Broadway play makes it to Tallahassee theatre

The Tallahassee Broadway Series opened its 2001-2002 season with “Rent,” a rock musical by Jonathan Larson.

The musical is based an 1830s Italian opera, “La Vie Boheme.”

The play chronicles a year in the life of eight individuals united by love, AIDS and the fight against conformity.

The story opens in the New York apartment of roommates Mark and Roger, a struggling filmmaker and songwriter, respectively.

Within moments of the opening lyrical dialogue, the audience learns there are also three former roommates in Roger and Mark’s lives.

The first former roommate Benny is a paper chaser who married rich and forgot about his starving artist friends.

Then there’s Tom, an unemployed professor crusading against virtual reality; and Maureen, Mark’s ex-girlfriend who left him for another woman.

Angel, a drum-playing drag queen and Mimi, a junkie/exotic dancer, add romantic interest to the lives of the male roommates through less than six degrees of separation.

Act One begins on Christmas Eve as Maureen crusades against Benny’s plot to raze their performance space, Alphabet City, and build a cyber arts studio.

The fervent staccato rhythm of “La Vie Boheme/ I Should Tell You,” manages to capture the spirit of the artists, their complex relationships, and the issue of AIDS awareness in a single number.

* * * * *

ASSIGNMENT: Copy everything in the review of "Rent" from "The play chronicles" down to "for another woman.", swapping "filmmaker" for "photographer".

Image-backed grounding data
* * * * *

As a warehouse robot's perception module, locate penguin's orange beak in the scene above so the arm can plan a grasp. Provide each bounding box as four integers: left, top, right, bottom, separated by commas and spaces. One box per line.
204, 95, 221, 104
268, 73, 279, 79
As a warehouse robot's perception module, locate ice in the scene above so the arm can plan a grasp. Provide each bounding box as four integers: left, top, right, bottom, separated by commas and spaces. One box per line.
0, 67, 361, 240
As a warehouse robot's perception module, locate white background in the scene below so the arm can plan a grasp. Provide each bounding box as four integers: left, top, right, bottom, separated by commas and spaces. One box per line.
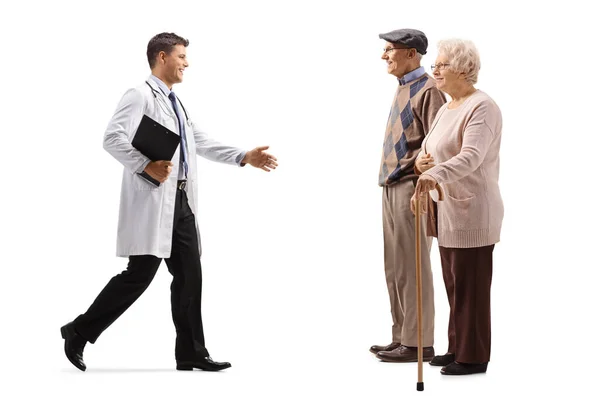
0, 0, 600, 399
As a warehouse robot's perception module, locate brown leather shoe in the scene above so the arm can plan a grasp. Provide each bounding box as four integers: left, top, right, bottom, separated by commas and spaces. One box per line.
369, 342, 401, 354
377, 345, 435, 362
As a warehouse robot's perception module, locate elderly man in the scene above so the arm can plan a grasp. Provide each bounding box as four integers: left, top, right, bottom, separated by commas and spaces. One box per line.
370, 29, 446, 362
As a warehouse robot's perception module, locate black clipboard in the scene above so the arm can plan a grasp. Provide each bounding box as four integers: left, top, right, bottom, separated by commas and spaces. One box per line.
131, 114, 181, 186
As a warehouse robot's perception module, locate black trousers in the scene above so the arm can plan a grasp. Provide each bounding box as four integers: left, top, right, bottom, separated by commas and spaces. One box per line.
74, 189, 209, 361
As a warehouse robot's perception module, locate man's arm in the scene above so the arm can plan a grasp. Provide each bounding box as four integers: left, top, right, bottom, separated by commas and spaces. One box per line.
192, 122, 277, 172
104, 89, 150, 174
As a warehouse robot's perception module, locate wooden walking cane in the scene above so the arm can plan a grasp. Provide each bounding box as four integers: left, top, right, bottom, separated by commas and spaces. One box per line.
415, 184, 444, 392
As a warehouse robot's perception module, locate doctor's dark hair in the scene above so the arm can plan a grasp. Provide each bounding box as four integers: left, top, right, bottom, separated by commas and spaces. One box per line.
146, 32, 190, 68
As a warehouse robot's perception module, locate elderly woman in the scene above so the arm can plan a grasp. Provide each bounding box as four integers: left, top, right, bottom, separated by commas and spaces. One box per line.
411, 40, 504, 375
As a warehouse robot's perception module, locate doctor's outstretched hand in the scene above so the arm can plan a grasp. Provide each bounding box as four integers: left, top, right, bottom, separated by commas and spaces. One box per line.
242, 146, 278, 172
144, 161, 173, 183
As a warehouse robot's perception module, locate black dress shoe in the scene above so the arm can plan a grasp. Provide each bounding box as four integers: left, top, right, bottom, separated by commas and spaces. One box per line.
376, 345, 435, 362
177, 357, 231, 371
60, 322, 87, 371
440, 361, 487, 375
369, 342, 401, 354
429, 353, 456, 367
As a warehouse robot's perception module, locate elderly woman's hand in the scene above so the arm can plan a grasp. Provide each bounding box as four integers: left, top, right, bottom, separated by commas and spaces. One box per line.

* * * * *

PROBLEM SOLUTION:
The play chronicles a year in the life of eight individuals united by love, AIDS and the fight against conformity.

The story opens in the New York apartment of roommates Mark and Roger, a struggling photographer and songwriter, respectively.

Within moments of the opening lyrical dialogue, the audience learns there are also three former roommates in Roger and Mark’s lives.

The first former roommate Benny is a paper chaser who married rich and forgot about his starving artist friends.

Then there’s Tom, an unemployed professor crusading against virtual reality; and Maureen, Mark’s ex-girlfriend who left him for another woman.